§ **AUFGABENSTELLUNG**
Schreibe den folgenden Angelbericht vom Dürnaster Weiher im Anschluss an seinen letzten Satz weiter.

Gegen 23 Uhr begab ich mich dann auf meine Liege, Pfiffie, Heinerv und Franzl hielten noch etwas durch. Georg war zwischenzeitlich zum Aalangeln verschwunden. Wir wollten am nächsten morgen so bald wie möglich am Dürnaster Weiher sein, damit wir die Stelle, die wir uns ausgeguckt hatten auch sicher belagern konnten.
Bereits gegen 4.30 Uhr wurde ich durch die "Aufräumgeräusche" geweckt.Irgendwie war es für mich zu früh.Aber egal...wir wollten ja fischen.
Alle haben mit angepackt und so war as Vortagschaos in 20 Minuten beseitigt. Nach dem wir heinerv verabschiedet hatten ging es auch schon los in Richtung Dürnast. Wie zu erwarten waren wir die ersten Angler am See und hatten freie Platzwahl. Nachdem wir unser Gerödel ausgeladen hatten gingen wir erstmal eine Runde Spinnfischen. Nach gut einer Stunde dann der erste Fischkontakt. Franzl konnte einen Zander haken, der sofort wieder schwimmen durfte. Beim nächsten Wurf hatte er schon den nächsten dran, der auch wieder in die Fluten zurück rutschte. Pfiffie79, der sich mit seiner Spinnrute in die andere Richtung aufmachte konnte noch einen kleinen Hecht anlanden, der selbstverstänlich auch wieder zurückgesetzt wurde. Nun stieg langsam die Sonne am Horizont empor und wir ließen es etwas ruhiger angehen.





 Ich hatte am Vorabend in Franzls Angelschuppen eine fertig montierte Karpfenrute mit Haarmontage und eine Tüte Frolic gesichtet, logisch dass die mit nach Dürnast kam.
Faulenzen war nun angesagt, genüsslich sanken wir in unsere Angelstühle und warteten mal ab was so kommen sollten. Doch wir kamen gar nicht recht zur Ruhe, schon nach gut 20 Minuten lief die "Frolic-Rute". Nach einem kurzem Anhieb durfte ich nun endlich einen dieser kleinen Kraftpakete drillen. Ich hätte nie gedacht, dass Karpfen um die 5 Pfd solche Kraft haben können. Nach einem kurzen Fotoshooting durfte mein erster Fisch des Tages wieder schwimmen. Kaum saß ich wieder im Stuhl, ging die "Wurm-Rute" los. Wieder war es ein Spiegelkarpfen der mit einen herrlichen Drill bescherte.


----------



## Dorsch1 (1. Juni 2005)

*AW: Einfach nur ein geiles Wochenende*

Jetzt wurde es aber langsam brütend heiss. Heute war der wärmste 28.Mai seit 1922, und auch die Fische schienen das zu spüren - schlagartig war nichts mehr los. Aber immerhin konnte man mit der Matchrute noch Rotaugen und Brachsen fangen.

§ **DATENAUFLISTUNG**
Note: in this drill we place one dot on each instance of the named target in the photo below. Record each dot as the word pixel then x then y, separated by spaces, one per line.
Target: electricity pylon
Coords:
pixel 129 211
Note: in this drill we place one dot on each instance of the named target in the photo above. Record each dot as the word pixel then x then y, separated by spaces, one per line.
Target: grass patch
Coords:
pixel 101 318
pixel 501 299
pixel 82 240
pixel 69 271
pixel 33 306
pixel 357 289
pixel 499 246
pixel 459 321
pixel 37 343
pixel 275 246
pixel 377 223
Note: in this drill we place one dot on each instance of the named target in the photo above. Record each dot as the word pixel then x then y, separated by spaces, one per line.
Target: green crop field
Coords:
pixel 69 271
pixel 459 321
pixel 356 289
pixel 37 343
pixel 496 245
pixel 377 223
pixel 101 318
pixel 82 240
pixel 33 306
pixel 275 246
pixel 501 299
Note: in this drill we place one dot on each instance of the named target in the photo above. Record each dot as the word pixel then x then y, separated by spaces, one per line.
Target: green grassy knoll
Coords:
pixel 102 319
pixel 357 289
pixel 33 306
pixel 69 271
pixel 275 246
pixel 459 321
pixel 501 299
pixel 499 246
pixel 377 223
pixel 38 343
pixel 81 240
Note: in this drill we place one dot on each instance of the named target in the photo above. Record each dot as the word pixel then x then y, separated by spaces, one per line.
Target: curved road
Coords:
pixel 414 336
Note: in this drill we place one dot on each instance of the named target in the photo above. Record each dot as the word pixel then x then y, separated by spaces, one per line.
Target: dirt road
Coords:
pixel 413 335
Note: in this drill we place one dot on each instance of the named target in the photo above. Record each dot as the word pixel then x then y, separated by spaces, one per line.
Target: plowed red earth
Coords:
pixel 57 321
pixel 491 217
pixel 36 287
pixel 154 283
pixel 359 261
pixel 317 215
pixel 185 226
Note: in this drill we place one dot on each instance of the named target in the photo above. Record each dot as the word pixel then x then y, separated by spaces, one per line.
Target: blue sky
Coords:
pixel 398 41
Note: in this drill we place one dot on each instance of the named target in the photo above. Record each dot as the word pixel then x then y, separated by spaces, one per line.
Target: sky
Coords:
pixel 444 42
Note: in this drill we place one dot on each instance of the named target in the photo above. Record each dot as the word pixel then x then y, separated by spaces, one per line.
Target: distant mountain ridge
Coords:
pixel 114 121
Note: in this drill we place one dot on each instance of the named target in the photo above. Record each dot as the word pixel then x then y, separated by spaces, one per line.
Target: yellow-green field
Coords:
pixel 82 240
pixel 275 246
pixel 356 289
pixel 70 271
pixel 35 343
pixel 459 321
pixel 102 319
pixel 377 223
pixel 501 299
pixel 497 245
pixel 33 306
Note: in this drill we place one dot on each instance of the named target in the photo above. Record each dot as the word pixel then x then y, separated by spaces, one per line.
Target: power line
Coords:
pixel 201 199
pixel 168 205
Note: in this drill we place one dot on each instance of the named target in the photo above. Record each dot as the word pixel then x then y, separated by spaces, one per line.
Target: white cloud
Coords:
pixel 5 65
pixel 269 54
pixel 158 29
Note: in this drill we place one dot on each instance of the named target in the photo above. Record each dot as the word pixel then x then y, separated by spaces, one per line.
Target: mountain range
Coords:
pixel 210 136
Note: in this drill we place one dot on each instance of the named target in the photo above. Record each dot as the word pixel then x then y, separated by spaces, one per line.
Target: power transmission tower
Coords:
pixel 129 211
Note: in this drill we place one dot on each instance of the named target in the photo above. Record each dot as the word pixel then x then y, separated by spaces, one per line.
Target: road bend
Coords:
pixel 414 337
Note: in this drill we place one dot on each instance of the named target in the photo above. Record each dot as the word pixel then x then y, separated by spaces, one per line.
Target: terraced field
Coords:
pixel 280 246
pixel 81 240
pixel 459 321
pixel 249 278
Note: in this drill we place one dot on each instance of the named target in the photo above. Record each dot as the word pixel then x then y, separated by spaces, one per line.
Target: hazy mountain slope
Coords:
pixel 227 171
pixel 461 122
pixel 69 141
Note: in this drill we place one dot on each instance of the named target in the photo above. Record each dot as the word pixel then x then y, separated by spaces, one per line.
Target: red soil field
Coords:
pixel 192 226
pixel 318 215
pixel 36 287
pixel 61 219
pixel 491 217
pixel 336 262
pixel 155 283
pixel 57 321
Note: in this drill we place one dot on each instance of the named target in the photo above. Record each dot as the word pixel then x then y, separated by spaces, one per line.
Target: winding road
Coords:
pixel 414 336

§ **LÖSUNG ZUR AUFGABE**
Gegen 11 Uhr bekam wir dann Besuch. Boardie Petrikasus und seine Kumpels Konni, Peter und Markus, die in Schwandorf Urlaub machten kamen vorbei um gemeinsam mit uns zu angeln. Da in der Mittagshitze eh nichts ging konzentrierte man sich auf Flüssigkeitsaufnahme in Form von Hopfkaltschale und Austausch von Anglerlatein. Tagsüber passierte eigentlich nicht mehr viel, außer, dass wir bei geilem Wetter an einem geilen See saßen und eine richtig gute Stimmung in der Luft lag.
Am frühen Abend stieß dann Georg zu uns.

















Bevor es dunkel wurde zogen Pfiffie, Franzl, Petrikasus und ich nocheinmal mit der Spinnrute los. Diesmal leider ohne Erfolg. Anschließend war Aalangeln angesagt. Eine kleine Knicklichtarmee lag nun vor uns im Wasser. Es dauerte nicht lange da konnte Pfiffie den ersten Aal von ca. 50cm landen.


----------



## Dorsch1 (1. Juni 2005)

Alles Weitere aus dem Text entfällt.